> TAREFAS:
• A. Transforme em lista o parágrafo do documento que começa com "O grupo de convidados" e mantenha seus fatos principais.
• B. Troque "Localize" por "Locate" nas linhas de dados, do início delas até a linha com "0,450,125,580", inclusive. Reescreva apenas esse trecho e não altere mais nada.

> DOCUMENTO:
-=-=-

Em 26 de fevereiro último, a premiada escritora, jornalista e historiadora Anne Applebaum, deu uma entrevista para Marcelo Marthe, nas Páginas Amarelas da Veja. Americana de 56 anos, tendo sido editora das revistas The Economist e The Spectator, ela foi apresentada como "estrela indisputada da intelectualidade conservadora".

A coluna de hoje aborda a sua mais recente obra, "O crepúsculo da democracia: como o autoritarismo seduz e as amizades são desfeitas em nome da política", traduzida por Alessandra Borrunquer e publicada pela Record.

O livro começa com Anne Applebaum narrando os bastidores de uma festa num sobrado da cidade polonesa de Chobielin, oferecida por ela e por seu marido, Radek Sikorski, então vice-ministro do Exterior de um governo de centro-direita na Polônia, na noite do dia 31 de dezembro de 1999, celebrando a chegada do novo milênio.

O grupo de convidados poderia ser colocado "na categoria que os poloneses chamam de direita: conservadores, anticomunistas". Eram "liberais de livre mercado, liberais clássicos, talvez thatcheristas". Todos acreditavam "na democracia, no estado de direito, em freios e contrapesos em uma Polônia que era membro da Otan e estava a caminho de se filiar à União Europeia (EU), uma Polônia integrada à Europa moderna".

Vinte anos se passam. Em agosto de 2019, o casal deu uma nova festa. Os convidados eram outros. Muitos daqueles amigos de 1999 não eram mais bem-vindos. Eles haviam se radicalizado em pelejas ideológicas infinitas, todas elas profundamente desestabilizadoras das crenças anteriores por um mundo mais democrático.

-=-=-

> REGISTROS DISPONÍVEIS:
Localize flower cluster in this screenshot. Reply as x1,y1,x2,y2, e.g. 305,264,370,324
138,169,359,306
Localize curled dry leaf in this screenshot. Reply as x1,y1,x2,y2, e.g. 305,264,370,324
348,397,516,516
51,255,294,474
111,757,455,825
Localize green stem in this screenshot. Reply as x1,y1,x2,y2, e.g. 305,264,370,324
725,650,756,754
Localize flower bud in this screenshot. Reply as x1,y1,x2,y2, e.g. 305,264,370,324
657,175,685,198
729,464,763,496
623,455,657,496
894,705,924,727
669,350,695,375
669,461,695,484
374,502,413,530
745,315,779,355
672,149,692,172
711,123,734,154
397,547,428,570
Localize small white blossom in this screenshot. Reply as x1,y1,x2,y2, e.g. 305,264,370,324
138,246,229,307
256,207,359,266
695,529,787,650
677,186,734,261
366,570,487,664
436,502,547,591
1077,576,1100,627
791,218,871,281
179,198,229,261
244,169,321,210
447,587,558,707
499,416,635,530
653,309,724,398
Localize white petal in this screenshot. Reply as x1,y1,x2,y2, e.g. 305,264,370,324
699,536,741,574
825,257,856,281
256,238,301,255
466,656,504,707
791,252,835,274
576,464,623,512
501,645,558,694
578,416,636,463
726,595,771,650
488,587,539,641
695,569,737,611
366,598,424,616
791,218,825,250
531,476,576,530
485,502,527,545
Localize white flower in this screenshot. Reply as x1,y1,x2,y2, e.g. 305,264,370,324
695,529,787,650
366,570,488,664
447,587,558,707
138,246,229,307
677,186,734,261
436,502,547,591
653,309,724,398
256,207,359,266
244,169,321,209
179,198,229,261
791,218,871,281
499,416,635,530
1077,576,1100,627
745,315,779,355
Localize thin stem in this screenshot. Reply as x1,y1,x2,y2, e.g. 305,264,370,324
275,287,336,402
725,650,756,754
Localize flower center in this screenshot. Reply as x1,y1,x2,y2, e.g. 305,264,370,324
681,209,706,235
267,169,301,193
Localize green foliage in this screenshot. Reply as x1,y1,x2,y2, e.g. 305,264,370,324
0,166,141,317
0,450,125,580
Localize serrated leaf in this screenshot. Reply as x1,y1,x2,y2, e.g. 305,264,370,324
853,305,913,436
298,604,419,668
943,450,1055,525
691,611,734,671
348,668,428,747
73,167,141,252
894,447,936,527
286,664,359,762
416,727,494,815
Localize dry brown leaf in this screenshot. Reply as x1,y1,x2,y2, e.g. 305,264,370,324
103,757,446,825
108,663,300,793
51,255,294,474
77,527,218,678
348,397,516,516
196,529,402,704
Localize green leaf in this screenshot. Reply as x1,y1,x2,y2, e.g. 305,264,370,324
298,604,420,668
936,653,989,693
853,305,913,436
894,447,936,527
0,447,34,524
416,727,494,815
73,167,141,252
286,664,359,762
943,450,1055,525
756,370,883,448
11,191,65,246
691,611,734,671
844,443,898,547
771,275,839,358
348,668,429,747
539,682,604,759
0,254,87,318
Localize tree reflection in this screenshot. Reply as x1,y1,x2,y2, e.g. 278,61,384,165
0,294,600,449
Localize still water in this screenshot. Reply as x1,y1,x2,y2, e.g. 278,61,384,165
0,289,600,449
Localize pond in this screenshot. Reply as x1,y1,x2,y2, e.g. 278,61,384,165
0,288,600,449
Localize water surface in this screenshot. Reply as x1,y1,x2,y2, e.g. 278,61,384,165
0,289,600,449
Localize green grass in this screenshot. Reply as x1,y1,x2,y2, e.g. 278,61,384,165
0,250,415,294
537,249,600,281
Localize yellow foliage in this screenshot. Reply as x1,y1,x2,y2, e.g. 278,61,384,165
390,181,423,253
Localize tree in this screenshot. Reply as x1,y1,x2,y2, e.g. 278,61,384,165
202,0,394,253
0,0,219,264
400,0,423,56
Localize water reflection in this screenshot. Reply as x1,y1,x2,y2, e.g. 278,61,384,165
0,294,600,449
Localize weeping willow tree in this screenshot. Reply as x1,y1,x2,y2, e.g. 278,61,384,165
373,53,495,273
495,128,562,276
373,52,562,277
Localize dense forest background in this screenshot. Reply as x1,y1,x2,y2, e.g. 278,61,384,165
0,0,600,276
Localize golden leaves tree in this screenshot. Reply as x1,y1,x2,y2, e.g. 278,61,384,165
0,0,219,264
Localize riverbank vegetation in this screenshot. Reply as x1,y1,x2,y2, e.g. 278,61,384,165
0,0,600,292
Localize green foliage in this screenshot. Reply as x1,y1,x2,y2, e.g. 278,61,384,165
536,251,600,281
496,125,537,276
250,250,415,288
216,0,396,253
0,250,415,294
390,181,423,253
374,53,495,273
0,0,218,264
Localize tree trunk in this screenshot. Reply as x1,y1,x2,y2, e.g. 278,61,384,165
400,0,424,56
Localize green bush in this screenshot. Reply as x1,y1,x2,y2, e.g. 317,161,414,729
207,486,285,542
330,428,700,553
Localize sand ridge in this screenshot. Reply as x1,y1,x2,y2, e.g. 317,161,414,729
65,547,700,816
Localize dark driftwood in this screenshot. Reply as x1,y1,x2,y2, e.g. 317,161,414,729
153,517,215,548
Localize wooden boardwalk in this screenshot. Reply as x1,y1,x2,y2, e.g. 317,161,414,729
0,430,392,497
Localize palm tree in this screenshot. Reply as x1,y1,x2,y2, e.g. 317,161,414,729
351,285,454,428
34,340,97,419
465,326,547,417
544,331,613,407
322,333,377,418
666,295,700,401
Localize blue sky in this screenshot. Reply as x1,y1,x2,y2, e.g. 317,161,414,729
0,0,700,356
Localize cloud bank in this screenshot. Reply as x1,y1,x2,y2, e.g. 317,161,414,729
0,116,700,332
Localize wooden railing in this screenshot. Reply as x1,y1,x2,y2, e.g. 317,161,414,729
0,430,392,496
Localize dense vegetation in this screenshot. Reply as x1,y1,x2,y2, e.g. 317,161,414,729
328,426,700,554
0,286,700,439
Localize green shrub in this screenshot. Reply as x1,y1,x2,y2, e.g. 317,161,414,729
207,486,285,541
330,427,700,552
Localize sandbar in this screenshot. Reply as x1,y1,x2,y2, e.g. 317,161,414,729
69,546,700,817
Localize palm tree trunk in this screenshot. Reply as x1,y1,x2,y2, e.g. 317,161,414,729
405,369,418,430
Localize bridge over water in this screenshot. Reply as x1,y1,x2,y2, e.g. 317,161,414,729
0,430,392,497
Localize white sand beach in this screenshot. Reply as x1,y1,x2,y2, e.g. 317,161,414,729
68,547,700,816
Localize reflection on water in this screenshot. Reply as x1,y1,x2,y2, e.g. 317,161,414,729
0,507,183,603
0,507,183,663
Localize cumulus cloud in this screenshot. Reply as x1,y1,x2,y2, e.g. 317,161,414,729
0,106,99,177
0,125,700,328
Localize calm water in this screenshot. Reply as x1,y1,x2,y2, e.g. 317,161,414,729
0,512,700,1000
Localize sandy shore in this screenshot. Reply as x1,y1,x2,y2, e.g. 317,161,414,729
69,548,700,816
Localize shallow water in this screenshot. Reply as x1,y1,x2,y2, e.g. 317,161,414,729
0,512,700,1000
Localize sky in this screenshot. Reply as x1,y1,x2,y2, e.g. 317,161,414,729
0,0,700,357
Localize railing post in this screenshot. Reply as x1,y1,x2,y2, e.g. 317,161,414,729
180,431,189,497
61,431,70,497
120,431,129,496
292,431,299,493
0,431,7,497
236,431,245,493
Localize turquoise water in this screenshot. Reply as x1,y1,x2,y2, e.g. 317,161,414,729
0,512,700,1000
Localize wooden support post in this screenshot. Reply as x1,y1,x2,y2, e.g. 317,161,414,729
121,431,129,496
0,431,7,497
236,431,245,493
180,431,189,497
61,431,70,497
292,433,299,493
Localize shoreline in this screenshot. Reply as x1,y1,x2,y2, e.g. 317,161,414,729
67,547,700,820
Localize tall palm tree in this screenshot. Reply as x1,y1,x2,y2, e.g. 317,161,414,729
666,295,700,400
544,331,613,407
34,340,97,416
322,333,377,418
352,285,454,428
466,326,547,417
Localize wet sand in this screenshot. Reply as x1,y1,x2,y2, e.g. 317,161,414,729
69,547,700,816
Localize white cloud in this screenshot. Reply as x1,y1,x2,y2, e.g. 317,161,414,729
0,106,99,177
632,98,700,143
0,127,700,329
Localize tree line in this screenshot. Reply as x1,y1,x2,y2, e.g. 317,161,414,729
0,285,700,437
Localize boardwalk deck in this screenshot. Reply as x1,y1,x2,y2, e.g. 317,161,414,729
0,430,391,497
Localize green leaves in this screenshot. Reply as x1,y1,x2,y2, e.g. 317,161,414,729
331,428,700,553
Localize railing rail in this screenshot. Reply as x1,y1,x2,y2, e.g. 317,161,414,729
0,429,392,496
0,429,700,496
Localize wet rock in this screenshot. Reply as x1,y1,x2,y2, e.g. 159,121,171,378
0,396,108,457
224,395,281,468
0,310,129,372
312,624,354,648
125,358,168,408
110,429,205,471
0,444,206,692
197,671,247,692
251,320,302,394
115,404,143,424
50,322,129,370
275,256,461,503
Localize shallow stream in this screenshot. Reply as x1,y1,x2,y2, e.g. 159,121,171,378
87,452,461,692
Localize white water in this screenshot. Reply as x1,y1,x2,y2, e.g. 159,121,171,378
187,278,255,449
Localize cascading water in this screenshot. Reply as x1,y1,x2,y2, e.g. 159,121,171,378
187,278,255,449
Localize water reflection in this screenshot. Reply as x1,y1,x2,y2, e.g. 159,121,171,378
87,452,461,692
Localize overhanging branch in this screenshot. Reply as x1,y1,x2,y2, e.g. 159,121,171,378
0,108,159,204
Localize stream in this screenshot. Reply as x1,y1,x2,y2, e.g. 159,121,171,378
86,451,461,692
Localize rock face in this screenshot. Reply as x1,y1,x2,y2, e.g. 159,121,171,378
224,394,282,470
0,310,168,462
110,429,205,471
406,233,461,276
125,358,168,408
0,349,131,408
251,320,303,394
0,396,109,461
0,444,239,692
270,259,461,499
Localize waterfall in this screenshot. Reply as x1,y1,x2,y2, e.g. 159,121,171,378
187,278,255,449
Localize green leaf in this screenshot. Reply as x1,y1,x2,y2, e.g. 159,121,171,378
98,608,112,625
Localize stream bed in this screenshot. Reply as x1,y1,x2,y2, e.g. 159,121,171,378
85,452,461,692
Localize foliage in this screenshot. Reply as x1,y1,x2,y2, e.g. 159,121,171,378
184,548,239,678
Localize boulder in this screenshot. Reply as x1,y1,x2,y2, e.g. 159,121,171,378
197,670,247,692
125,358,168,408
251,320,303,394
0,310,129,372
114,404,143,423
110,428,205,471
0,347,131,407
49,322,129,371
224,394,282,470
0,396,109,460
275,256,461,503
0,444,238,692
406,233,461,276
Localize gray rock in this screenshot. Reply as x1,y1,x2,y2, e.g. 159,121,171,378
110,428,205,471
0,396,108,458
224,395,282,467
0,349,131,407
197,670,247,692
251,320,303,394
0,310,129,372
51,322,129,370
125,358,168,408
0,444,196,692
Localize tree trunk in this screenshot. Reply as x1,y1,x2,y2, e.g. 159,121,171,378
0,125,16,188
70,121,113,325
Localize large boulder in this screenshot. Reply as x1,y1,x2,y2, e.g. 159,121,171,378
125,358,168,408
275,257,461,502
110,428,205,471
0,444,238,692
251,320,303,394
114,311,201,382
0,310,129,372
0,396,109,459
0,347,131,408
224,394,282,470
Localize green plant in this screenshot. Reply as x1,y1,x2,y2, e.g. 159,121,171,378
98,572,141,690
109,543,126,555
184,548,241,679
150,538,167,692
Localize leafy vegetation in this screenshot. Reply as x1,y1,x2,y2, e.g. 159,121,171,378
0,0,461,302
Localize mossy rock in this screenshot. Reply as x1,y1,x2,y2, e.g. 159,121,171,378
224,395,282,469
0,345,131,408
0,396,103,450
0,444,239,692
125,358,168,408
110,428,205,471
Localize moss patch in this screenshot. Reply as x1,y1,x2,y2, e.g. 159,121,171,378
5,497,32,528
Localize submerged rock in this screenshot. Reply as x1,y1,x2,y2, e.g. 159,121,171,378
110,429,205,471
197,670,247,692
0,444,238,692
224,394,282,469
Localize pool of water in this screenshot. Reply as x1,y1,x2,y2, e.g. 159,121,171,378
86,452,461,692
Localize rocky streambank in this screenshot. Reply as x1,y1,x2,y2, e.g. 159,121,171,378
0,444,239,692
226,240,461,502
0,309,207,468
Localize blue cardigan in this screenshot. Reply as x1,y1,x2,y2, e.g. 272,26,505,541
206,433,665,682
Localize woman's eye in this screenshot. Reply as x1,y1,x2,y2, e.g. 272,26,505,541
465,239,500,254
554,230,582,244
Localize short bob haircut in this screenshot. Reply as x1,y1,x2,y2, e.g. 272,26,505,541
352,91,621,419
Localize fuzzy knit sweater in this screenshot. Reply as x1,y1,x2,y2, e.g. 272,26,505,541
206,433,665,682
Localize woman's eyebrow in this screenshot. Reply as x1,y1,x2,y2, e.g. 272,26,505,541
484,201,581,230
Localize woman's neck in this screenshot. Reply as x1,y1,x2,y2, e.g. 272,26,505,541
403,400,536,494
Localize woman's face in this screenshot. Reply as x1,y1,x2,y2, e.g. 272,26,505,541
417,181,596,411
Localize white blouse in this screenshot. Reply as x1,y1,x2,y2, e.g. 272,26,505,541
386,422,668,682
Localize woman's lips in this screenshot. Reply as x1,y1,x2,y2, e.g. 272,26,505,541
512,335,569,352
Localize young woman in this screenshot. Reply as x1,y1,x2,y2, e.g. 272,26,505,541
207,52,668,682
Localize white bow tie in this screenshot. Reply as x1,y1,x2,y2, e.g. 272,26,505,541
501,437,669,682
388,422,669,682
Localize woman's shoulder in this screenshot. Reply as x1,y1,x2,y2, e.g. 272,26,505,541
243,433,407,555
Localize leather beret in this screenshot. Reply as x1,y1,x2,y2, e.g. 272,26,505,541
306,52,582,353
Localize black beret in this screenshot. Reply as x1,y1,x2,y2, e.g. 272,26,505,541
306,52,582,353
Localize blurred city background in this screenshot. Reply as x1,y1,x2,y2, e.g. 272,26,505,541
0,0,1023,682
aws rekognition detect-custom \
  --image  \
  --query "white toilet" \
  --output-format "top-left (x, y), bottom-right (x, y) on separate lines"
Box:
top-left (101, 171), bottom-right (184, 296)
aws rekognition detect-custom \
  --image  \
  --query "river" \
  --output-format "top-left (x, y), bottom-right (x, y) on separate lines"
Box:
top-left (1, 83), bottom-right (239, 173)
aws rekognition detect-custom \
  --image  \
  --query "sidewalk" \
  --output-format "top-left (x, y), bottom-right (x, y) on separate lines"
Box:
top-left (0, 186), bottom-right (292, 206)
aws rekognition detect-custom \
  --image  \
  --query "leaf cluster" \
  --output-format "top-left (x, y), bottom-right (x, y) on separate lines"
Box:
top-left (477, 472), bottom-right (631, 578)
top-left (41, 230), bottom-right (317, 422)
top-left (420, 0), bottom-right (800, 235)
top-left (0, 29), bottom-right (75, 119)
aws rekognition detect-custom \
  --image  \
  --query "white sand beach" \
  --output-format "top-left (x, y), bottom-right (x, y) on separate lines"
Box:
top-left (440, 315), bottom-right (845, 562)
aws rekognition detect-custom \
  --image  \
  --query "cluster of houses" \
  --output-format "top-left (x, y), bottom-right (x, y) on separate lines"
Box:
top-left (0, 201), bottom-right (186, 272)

-=-=-

> RESPOSTAS POR TAREFA:
• A.
- Os convidados se encaixavam no que os poloneses chamam de direita: conservadores e anticomunistas.
- Eram liberais de livre mercado, liberais clássicos, talvez thatcheristas.
- Acreditavam na democracia, no estado de direito e em freios e contrapesos numa Polônia que era membro da Otan, estava a caminho de se filiar à União Europeia e se integrava à Europa moderna.

• B.
Locate flower cluster in this screenshot. Reply as x1,y1,x2,y2, e.g. 305,264,370,324
138,169,359,306
Locate curled dry leaf in this screenshot. Reply as x1,y1,x2,y2, e.g. 305,264,370,324
348,397,516,516
51,255,294,474
111,757,455,825
Locate green stem in this screenshot. Reply as x1,y1,x2,y2, e.g. 305,264,370,324
725,650,756,754
Locate flower bud in this screenshot. Reply as x1,y1,x2,y2, e.g. 305,264,370,324
657,175,685,198
729,464,763,496
623,455,657,496
894,705,924,727
669,350,695,375
669,461,695,484
374,502,413,530
745,315,779,355
672,149,692,172
711,123,734,154
397,547,428,570
Locate small white blossom in this screenshot. Reply as x1,y1,x2,y2, e.g. 305,264,370,324
138,246,229,307
256,207,359,266
695,529,787,650
677,186,734,261
366,570,487,664
436,502,547,591
1077,576,1100,627
791,218,871,281
179,198,229,261
244,169,321,210
447,587,558,707
499,416,635,530
653,309,724,398
Locate white petal in this screenshot. Reply as x1,y1,x2,y2, e.g. 305,264,370,324
699,536,741,574
825,257,856,281
256,238,301,255
466,656,504,707
791,252,835,274
576,464,623,512
501,645,558,694
578,416,636,463
726,595,771,650
488,587,539,641
695,569,737,611
366,598,424,616
791,218,825,250
531,476,576,530
485,502,527,545
Locate white flower in this screenshot. Reply as x1,y1,x2,y2, e.g. 305,264,370,324
695,529,787,650
366,570,488,664
447,587,558,707
138,246,229,307
677,186,734,261
436,502,547,591
653,309,724,398
256,207,359,266
244,169,321,209
179,198,229,261
791,218,871,281
499,416,635,530
1077,576,1100,627
745,315,779,355
Locate thin stem in this screenshot. Reply as x1,y1,x2,y2, e.g. 305,264,370,324
275,287,336,402
725,650,756,754
Locate flower center in this screenshot. Reply as x1,y1,x2,y2, e.g. 305,264,370,324
681,209,706,235
267,169,301,193
Locate green foliage in this screenshot. Reply as x1,y1,x2,y2, e.g. 305,264,370,324
0,166,141,317
0,450,125,580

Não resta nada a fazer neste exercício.